課題 A:
下のデータの行のうち、文字列「patterned」を含む行がいくつあるかを数え、その数だけを答えなさい。大文字と小文字は区別するものとする。

本文抜粋:
仁琉丸については、「前回のフットワーク見ても凄く良かったから、先日の日曜日に富山のウルブズスクワッドジムまで行って練習風景を見て来たんですけど、仕上がりも良かったんですが、やっぱり勝負となると今日の結果は仕方無いですね。次回の9月6日は予定どおり、瀬川琉と仁琉丸でタイトルマッチやらせます。」と語った。

担架で運ばれた仁琉丸は控室ではしっかり立って会話しており、大きなダメージは避けられた模様。

石川県能登地方出身の勇生は2022年5月に高校生でアマチュア「KNOCK OUT」65kgトーナメントで優勝し、プロに移っているウルブズスクワッドジム所属の選手。出身地も富山県高岡市にあるジムも能登地震の影響も大きかったが、3月16日はNaokiに判定勝利。今回はノックアウト勝利で協会エース格への期待は大きいが、地元の期待を背負っても焦らず経験を積んで頂点を目指して欲しい。

今回の興行では、新体制となった理事が三名紹介されました。土屋ジョー氏、彩丘亜紗子氏、熊谷直子氏がリング上で御挨拶。久々のリング登場となった熊谷直子氏は「選手の皆さんが、このリングで最高に輝けるようにサポートしていきたいです。」と志を語られました。

課題 B:
上の本文抜粋のうち、「仁琉丸については、「前回のフ」から「ッチやらせます。」と語った。」までを両端を含めて書き写しなさい。その際、「日曜日」を「土曜日」に置き換えること。

データ抜粋:
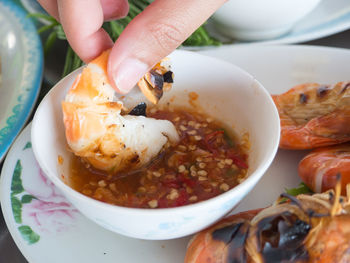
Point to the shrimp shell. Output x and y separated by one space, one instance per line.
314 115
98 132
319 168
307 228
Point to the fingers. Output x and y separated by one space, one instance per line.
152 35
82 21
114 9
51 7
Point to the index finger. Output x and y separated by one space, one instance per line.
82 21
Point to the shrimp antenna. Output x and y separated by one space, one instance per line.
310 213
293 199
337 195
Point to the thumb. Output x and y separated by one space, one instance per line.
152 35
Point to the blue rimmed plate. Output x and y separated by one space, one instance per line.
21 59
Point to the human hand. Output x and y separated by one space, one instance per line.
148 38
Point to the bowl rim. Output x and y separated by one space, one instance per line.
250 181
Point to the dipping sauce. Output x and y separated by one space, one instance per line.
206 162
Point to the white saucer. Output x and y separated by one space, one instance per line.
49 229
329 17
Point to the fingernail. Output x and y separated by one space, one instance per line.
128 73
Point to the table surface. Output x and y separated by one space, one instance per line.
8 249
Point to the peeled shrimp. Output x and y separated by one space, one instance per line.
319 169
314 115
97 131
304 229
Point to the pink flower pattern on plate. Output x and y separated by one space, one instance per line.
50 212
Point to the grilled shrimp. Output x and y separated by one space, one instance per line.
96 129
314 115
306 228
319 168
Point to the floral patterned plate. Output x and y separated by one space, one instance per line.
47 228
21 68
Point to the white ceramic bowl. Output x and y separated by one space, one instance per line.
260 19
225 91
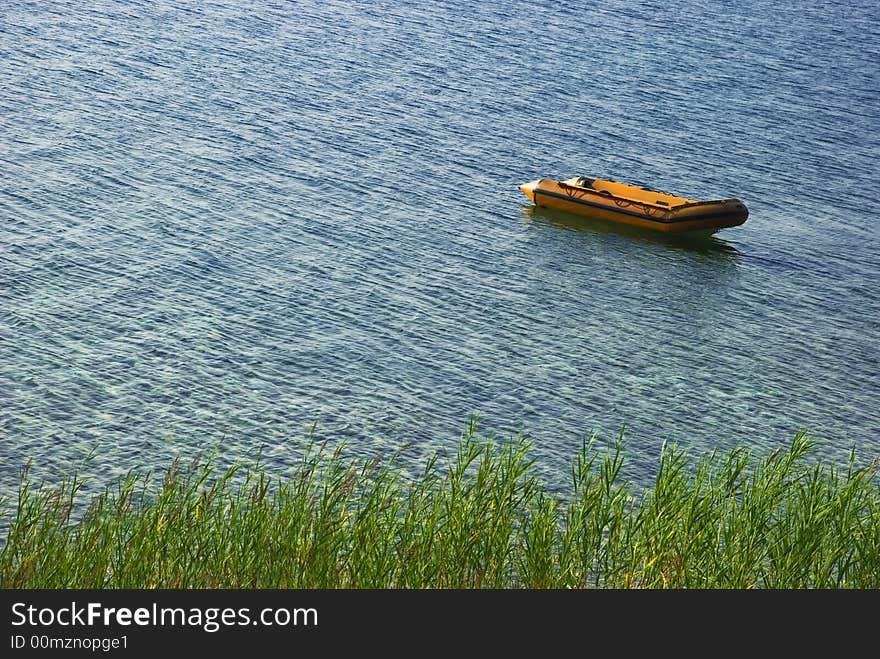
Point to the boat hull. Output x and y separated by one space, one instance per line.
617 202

--

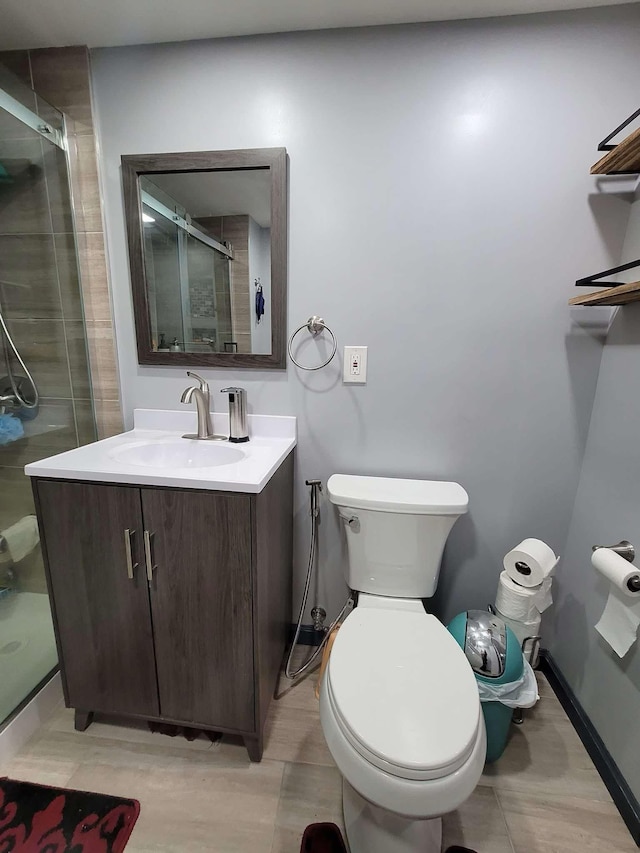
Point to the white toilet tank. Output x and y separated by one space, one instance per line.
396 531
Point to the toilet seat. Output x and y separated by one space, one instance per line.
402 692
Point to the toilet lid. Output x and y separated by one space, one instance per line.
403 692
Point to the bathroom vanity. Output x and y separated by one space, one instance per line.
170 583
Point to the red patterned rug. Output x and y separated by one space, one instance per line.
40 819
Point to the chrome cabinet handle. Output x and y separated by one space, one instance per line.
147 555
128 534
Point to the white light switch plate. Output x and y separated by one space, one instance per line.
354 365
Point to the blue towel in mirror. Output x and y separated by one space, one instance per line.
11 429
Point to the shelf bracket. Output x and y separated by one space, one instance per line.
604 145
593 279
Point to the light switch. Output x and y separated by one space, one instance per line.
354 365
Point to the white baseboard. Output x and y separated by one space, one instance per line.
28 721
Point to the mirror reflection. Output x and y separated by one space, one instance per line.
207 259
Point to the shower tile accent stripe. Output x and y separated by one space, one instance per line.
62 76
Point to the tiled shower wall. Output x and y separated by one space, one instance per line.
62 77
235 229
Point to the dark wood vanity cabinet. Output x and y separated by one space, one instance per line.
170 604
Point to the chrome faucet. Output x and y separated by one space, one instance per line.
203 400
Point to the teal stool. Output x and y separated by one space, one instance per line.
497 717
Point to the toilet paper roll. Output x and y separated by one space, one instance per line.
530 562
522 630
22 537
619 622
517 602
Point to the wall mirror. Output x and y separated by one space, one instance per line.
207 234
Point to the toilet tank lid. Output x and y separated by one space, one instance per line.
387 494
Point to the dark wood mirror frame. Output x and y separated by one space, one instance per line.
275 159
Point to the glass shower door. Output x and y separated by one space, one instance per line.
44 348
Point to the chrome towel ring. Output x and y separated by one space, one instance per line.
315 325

--

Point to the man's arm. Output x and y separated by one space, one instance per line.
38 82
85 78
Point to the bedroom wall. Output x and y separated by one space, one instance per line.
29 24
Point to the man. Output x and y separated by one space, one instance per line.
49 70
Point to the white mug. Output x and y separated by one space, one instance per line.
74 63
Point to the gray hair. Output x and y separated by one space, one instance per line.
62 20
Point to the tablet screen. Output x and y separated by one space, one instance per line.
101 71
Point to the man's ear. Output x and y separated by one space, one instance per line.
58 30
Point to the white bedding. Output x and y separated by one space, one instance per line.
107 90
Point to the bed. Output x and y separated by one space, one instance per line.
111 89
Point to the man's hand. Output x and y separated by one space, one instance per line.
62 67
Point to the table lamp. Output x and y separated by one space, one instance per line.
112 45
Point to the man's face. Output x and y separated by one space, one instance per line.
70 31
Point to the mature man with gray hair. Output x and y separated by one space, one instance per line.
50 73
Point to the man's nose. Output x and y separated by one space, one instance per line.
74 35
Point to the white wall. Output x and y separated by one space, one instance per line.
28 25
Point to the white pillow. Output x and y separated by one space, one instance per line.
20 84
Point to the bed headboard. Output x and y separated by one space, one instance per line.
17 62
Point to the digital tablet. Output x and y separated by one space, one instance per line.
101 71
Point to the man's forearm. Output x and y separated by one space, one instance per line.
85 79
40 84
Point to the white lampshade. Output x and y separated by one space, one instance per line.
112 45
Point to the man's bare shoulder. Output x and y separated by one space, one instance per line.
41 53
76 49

模範解答 A:
2

模範解答 B:
仁琉丸については、「前回のフットワーク見ても凄く良かったから、先日の土曜日に富山のウルブズスクワッドジムまで行って練習風景を見て来たんですけど、仕上がりも良かったんですが、やっぱり勝負となると今日の結果は仕方無いですね。次回の9月6日は予定どおり、瀬川琉と仁琉丸でタイトルマッチやらせます。」と語った。